* Exercise brief:
Rewrite the records below, replacing every "positive clicks" with "foreground clicks" and leaving everything else unchanged.

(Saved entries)
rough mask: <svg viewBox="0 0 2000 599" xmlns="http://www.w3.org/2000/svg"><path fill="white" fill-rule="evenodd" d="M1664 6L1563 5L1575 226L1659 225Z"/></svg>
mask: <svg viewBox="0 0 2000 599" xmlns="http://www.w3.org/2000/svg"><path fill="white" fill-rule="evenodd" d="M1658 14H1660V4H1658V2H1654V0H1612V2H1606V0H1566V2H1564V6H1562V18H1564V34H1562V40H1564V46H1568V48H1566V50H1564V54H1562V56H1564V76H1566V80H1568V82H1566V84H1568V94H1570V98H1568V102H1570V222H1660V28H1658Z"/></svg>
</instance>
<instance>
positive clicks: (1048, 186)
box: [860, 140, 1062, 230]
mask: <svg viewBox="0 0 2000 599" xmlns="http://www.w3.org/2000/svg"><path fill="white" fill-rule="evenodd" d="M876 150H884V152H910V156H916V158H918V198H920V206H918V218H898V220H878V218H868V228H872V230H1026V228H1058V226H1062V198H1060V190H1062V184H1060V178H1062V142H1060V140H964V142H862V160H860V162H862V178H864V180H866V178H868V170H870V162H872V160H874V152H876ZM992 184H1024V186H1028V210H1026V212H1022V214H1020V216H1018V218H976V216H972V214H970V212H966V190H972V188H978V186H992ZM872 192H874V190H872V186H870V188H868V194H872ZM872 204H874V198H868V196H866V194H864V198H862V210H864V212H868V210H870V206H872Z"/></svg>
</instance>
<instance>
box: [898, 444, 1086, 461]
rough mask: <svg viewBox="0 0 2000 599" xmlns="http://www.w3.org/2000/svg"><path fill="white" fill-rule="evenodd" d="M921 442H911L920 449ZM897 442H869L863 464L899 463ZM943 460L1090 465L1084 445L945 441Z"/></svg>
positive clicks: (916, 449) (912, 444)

* Exercise result:
rough mask: <svg viewBox="0 0 2000 599" xmlns="http://www.w3.org/2000/svg"><path fill="white" fill-rule="evenodd" d="M1664 6L1563 5L1575 226L1659 225Z"/></svg>
mask: <svg viewBox="0 0 2000 599" xmlns="http://www.w3.org/2000/svg"><path fill="white" fill-rule="evenodd" d="M1658 14H1660V4H1658V2H1654V0H1612V2H1606V0H1566V2H1564V6H1562V18H1564V34H1562V40H1564V46H1568V48H1566V50H1564V54H1562V56H1564V76H1566V80H1568V82H1566V84H1568V94H1570V98H1568V102H1570V222H1660V28H1658Z"/></svg>
</instance>
<instance>
foreground clicks: (1048, 186)
box: [860, 140, 1062, 230]
mask: <svg viewBox="0 0 2000 599" xmlns="http://www.w3.org/2000/svg"><path fill="white" fill-rule="evenodd" d="M876 150H884V152H910V156H916V158H918V198H920V206H918V218H898V220H878V218H868V228H872V230H1026V228H1058V226H1062V198H1060V190H1062V184H1060V178H1062V142H1060V140H964V142H862V160H860V162H862V178H864V180H866V178H868V170H870V162H872V160H874V152H876ZM992 184H1024V186H1028V210H1026V212H1022V214H1020V216H1018V218H976V216H972V214H970V212H966V190H972V188H978V186H992ZM872 192H874V190H872V186H870V188H868V194H872ZM872 204H874V198H868V196H866V194H864V198H862V210H864V212H868V210H870V206H872Z"/></svg>
</instance>
<instance>
box: [898, 444, 1086, 461]
rough mask: <svg viewBox="0 0 2000 599" xmlns="http://www.w3.org/2000/svg"><path fill="white" fill-rule="evenodd" d="M921 442H911L920 449ZM897 442H869L863 464L899 463ZM943 460L1090 465L1084 445L945 441Z"/></svg>
foreground clicks: (916, 449) (912, 444)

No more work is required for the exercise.